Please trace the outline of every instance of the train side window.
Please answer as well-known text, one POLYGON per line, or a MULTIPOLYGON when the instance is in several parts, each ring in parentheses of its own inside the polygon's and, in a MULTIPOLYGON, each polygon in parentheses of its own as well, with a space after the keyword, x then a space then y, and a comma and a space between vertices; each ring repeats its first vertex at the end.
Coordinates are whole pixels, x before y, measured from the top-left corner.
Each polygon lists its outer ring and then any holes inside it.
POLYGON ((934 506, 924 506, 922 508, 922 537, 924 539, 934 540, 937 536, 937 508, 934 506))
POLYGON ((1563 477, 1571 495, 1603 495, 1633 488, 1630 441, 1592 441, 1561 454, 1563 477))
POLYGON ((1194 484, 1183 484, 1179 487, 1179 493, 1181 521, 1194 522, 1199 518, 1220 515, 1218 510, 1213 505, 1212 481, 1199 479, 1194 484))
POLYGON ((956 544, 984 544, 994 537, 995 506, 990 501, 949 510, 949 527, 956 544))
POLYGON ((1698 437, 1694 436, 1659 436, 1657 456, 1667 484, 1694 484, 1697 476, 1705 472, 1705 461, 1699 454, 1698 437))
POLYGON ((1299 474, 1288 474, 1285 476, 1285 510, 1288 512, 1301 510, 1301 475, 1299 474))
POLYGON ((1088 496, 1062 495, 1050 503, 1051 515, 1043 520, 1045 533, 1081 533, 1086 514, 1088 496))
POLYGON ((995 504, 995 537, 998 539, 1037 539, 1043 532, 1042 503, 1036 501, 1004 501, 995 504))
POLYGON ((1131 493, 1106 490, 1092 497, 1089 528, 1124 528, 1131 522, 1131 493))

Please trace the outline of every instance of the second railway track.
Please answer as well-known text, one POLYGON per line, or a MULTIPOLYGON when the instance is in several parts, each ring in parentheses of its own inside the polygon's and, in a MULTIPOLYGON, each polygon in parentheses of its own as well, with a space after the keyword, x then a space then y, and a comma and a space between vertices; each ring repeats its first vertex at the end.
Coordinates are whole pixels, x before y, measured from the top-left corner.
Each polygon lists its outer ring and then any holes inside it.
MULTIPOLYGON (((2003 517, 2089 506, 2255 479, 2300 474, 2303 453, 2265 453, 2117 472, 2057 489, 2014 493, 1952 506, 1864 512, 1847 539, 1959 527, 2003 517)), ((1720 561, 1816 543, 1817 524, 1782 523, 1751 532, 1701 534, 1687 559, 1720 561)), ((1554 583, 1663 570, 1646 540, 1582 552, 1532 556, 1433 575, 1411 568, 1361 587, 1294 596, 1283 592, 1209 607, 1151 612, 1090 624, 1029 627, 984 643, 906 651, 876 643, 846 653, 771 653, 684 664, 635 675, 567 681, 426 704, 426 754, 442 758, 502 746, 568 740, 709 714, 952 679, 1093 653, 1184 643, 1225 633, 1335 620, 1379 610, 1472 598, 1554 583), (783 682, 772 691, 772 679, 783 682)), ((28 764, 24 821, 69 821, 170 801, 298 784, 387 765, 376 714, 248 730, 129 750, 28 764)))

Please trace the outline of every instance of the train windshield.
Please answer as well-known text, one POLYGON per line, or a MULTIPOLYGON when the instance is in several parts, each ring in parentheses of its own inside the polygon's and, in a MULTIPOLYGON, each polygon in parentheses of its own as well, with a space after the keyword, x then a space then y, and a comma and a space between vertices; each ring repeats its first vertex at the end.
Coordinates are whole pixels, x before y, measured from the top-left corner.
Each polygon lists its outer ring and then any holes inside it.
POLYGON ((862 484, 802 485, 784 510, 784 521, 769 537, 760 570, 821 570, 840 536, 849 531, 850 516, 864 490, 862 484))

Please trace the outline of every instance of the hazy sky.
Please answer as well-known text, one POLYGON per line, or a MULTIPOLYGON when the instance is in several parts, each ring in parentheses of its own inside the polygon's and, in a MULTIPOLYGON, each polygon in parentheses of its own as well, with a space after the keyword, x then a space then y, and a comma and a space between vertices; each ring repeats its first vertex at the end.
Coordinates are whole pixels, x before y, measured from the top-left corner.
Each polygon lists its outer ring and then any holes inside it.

○ ○ ○ ○

In the records above, find each line with the word "trace" and copy it out.

### Your solution
Please trace the outline of every instance of the train side window.
Please trace the outline of every instance of the second railway track.
Please trace the outline of every instance of the train windshield.
Please trace the outline of every instance of the hazy sky.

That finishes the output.